(Bounding-box records)
++++++++++++++++++++

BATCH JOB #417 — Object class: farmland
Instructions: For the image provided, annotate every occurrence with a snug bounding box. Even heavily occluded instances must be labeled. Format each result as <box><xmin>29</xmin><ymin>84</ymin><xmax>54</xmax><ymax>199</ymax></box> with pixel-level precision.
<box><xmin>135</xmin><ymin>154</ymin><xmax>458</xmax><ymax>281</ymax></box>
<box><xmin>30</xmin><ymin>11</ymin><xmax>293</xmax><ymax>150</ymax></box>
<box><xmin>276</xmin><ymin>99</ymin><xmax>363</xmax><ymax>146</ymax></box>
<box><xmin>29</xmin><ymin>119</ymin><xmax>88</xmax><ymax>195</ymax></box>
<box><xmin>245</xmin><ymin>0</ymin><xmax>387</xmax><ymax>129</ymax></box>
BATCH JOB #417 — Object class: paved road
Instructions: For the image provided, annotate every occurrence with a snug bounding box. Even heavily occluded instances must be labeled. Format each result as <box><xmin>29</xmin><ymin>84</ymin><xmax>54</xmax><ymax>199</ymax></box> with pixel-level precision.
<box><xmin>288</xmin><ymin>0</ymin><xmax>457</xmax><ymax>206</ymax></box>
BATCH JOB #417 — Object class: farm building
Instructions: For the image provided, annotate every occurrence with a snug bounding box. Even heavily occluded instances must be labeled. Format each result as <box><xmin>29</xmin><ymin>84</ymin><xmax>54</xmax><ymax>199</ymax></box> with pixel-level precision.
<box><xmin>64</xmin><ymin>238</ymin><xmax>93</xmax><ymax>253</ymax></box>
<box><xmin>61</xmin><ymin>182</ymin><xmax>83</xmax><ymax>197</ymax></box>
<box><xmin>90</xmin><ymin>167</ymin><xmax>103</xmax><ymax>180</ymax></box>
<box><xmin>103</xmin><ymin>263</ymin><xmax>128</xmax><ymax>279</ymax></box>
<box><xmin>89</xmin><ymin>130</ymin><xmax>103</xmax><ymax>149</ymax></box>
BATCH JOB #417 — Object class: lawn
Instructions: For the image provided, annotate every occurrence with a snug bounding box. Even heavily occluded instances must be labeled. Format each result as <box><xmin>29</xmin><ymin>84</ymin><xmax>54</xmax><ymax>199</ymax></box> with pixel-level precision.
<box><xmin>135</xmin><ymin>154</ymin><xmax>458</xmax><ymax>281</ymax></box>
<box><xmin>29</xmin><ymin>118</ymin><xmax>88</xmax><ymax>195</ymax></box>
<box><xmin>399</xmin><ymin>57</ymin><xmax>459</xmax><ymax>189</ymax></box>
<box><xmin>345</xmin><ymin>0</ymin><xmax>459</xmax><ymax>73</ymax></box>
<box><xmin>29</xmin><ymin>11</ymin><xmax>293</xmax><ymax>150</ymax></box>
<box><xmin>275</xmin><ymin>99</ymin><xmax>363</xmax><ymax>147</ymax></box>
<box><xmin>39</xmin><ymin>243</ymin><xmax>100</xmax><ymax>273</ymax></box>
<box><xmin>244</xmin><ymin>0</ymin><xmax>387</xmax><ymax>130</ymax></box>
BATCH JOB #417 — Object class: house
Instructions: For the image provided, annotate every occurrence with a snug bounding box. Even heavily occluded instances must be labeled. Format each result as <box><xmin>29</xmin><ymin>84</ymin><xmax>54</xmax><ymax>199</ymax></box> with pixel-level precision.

++++++++++++++++++++

Add 59 to every coordinate in the answers, and write out again every line from the one containing "BATCH JOB #417 — Object class: lawn" through the end of the records. Include the requests and leave them unchanged.

== Result below ==
BATCH JOB #417 — Object class: lawn
Instructions: For the image provided, annotate every occurrence with a snug bounding box. Even heavily occluded instances must be labeled. Format each result as <box><xmin>29</xmin><ymin>84</ymin><xmax>54</xmax><ymax>199</ymax></box> with pixel-level precision.
<box><xmin>194</xmin><ymin>213</ymin><xmax>517</xmax><ymax>340</ymax></box>
<box><xmin>88</xmin><ymin>177</ymin><xmax>147</xmax><ymax>254</ymax></box>
<box><xmin>458</xmin><ymin>116</ymin><xmax>518</xmax><ymax>248</ymax></box>
<box><xmin>404</xmin><ymin>59</ymin><xmax>518</xmax><ymax>132</ymax></box>
<box><xmin>88</xmin><ymin>70</ymin><xmax>352</xmax><ymax>209</ymax></box>
<box><xmin>334</xmin><ymin>158</ymin><xmax>422</xmax><ymax>206</ymax></box>
<box><xmin>98</xmin><ymin>302</ymin><xmax>159</xmax><ymax>332</ymax></box>
<box><xmin>303</xmin><ymin>59</ymin><xmax>446</xmax><ymax>189</ymax></box>
BATCH JOB #417 — Object class: house
Instructions: For the image provided, annotate every occurrence with a snug bounding box. Even heavily occluded instances must be labeled. Format each result as <box><xmin>29</xmin><ymin>84</ymin><xmax>54</xmax><ymax>199</ymax></box> with pixel-level precision.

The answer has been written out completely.